### INSTRUCTIONS FOR THE TASK:
Format every line of the records below as a JSON list of strings, with one string per line. Leave out blank lines and the picture.

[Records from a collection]
** Begin **
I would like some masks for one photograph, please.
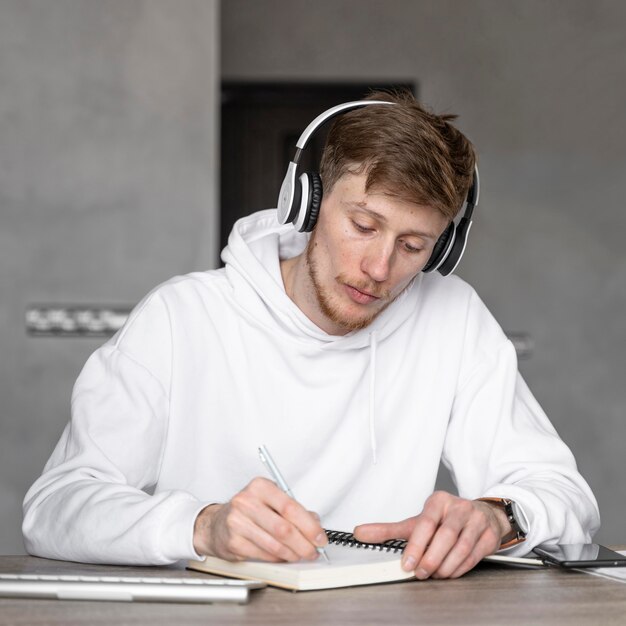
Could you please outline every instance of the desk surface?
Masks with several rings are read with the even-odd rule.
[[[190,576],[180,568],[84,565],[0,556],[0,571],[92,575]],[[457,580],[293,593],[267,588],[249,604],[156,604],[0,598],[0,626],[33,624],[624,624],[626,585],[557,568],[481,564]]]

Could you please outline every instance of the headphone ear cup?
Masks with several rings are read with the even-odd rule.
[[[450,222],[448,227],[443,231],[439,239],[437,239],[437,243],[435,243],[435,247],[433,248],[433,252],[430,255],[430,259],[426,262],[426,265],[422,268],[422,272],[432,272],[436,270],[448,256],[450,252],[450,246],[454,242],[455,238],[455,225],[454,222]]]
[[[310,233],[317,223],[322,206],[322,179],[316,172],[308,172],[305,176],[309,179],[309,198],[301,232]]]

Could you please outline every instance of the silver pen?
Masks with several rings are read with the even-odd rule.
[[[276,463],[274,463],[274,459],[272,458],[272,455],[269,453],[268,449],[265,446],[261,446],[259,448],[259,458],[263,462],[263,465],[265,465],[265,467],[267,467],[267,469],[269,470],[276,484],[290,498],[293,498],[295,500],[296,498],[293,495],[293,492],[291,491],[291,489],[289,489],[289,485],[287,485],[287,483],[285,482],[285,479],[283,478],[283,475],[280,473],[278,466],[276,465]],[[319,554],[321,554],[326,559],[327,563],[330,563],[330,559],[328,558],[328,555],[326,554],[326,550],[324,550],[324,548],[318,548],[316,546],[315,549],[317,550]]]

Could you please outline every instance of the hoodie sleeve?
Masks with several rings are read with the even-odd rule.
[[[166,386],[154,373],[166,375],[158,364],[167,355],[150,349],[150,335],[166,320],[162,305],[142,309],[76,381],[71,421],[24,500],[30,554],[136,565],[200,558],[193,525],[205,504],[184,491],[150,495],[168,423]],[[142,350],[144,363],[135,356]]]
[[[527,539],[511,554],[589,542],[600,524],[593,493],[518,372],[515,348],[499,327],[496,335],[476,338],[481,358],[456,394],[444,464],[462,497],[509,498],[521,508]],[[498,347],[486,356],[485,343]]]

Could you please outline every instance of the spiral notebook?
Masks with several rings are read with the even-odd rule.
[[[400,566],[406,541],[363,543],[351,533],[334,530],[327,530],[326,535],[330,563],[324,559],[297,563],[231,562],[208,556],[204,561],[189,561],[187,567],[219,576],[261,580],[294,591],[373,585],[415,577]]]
** End **
### ANSWER IN FULL:
[
  "I would like some masks for one photograph, please.",
  "Could you please outline every instance of the desk surface?",
  "Masks with several rings are read with the even-odd rule.",
  "[[[190,576],[180,568],[84,565],[0,556],[0,571],[92,575]],[[457,580],[293,593],[267,588],[249,604],[156,604],[0,598],[0,626],[33,624],[624,624],[626,585],[557,568],[481,564]]]",
  "Could you please outline every instance of the headphone ear cup?",
  "Masks with several rings are read with the even-odd rule.",
  "[[[450,222],[448,227],[443,231],[439,239],[437,239],[437,243],[435,243],[435,247],[433,248],[433,252],[430,255],[430,259],[426,262],[426,265],[422,268],[422,272],[432,272],[436,270],[448,256],[450,252],[450,246],[454,242],[455,238],[455,225],[454,222]]]",
  "[[[310,233],[317,223],[322,206],[322,179],[316,172],[308,172],[305,176],[309,179],[309,198],[301,232]]]",
  "Could you please outline every instance of the silver pen?",
  "Masks with several rings are read with the even-odd rule.",
  "[[[276,463],[274,463],[274,459],[272,458],[272,455],[269,453],[268,449],[265,446],[261,446],[259,448],[259,458],[263,462],[263,465],[265,465],[265,467],[267,467],[267,469],[269,470],[276,484],[290,498],[293,498],[295,500],[296,498],[293,495],[293,492],[291,491],[291,489],[289,489],[289,485],[287,485],[287,483],[285,482],[285,479],[283,478],[283,475],[280,473],[278,466],[276,465]],[[319,554],[321,554],[326,559],[327,563],[330,563],[330,559],[328,558],[328,555],[326,554],[326,550],[324,550],[324,548],[318,548],[316,546],[315,549],[317,550]]]",
  "Could you please outline every instance of the hoodie sleeve?",
  "Masks with several rings are read with the even-odd rule.",
  "[[[166,386],[154,373],[166,375],[158,364],[167,355],[150,349],[150,335],[166,320],[162,305],[142,309],[76,381],[71,421],[24,500],[30,554],[136,565],[200,558],[193,525],[205,504],[184,491],[150,495],[168,423]],[[142,350],[144,363],[135,356]]]",
  "[[[527,539],[511,554],[589,542],[600,524],[593,493],[518,372],[515,348],[499,327],[496,335],[476,338],[481,358],[456,394],[444,464],[462,497],[509,498],[521,508]],[[498,347],[486,356],[485,343]]]",
  "Could you please outline every instance of the spiral notebook?",
  "Masks with several rings are read with the even-odd rule.",
  "[[[400,566],[406,541],[363,543],[351,533],[334,530],[327,530],[326,535],[330,563],[324,559],[297,563],[231,562],[208,556],[204,561],[189,561],[187,567],[219,576],[261,580],[294,591],[373,585],[415,577]]]"
]